Requirement> Rewrite the records from the line that has "Target: green bamboo culm" through the line that has "pixel 162 87", putting "stalk" in place of "culm" and changing nothing else.

____

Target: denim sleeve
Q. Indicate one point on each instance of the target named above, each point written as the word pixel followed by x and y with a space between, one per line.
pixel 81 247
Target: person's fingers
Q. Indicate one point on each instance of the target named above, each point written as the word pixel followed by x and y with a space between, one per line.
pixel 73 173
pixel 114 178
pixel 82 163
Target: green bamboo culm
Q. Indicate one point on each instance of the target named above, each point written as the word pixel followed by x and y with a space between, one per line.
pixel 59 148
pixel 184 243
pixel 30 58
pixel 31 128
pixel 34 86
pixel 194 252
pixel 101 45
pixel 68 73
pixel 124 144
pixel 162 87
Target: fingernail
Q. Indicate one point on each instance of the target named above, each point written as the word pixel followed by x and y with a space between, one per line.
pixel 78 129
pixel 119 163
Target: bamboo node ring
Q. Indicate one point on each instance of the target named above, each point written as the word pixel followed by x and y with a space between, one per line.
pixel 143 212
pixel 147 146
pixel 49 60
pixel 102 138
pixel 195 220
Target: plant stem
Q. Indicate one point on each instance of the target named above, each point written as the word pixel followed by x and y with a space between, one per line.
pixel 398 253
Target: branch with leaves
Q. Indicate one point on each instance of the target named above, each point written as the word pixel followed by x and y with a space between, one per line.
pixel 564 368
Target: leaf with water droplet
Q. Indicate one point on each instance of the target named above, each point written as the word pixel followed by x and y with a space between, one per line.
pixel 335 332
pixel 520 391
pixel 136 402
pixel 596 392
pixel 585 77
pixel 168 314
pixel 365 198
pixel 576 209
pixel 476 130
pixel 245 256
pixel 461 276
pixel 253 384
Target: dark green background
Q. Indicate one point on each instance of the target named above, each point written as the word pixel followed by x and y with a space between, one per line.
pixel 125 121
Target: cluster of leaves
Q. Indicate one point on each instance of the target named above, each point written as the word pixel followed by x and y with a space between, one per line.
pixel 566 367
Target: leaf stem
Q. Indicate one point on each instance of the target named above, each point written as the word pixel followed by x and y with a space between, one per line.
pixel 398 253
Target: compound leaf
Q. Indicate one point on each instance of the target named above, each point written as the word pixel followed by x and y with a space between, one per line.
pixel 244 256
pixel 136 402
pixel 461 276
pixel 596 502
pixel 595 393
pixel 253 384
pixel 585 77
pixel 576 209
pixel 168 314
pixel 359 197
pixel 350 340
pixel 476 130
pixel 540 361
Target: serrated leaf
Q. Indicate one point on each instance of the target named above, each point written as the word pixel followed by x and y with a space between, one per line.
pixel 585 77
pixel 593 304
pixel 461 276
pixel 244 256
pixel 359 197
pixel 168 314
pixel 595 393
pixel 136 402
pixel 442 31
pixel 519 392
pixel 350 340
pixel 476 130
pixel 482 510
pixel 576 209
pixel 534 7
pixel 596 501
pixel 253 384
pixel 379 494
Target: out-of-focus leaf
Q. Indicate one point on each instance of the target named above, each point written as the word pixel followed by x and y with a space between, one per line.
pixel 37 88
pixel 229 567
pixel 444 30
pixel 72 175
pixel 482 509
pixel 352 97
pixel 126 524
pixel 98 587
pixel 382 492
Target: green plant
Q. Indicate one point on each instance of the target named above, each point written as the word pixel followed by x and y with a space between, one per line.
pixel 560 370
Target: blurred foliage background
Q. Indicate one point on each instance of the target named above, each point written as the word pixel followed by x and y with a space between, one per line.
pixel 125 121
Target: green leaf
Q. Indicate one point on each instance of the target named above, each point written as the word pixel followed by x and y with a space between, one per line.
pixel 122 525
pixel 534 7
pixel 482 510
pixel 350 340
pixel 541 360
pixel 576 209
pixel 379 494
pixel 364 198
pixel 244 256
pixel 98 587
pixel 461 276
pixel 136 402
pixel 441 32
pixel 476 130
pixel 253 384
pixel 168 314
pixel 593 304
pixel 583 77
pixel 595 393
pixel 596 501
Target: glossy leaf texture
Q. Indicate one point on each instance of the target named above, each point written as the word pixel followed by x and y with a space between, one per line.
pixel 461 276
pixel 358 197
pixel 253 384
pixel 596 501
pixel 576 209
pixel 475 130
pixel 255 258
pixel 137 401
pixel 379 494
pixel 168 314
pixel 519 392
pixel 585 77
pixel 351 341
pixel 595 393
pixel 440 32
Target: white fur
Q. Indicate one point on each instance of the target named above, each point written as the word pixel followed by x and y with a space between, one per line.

____

Answer to this exercise>
Target: green bamboo stalk
Q. Indicate one point on each instance of the target named above, each point written as the word pixel followed by x and y with a space between, one per line.
pixel 59 148
pixel 184 243
pixel 30 58
pixel 31 128
pixel 34 86
pixel 194 252
pixel 101 45
pixel 68 73
pixel 124 144
pixel 162 87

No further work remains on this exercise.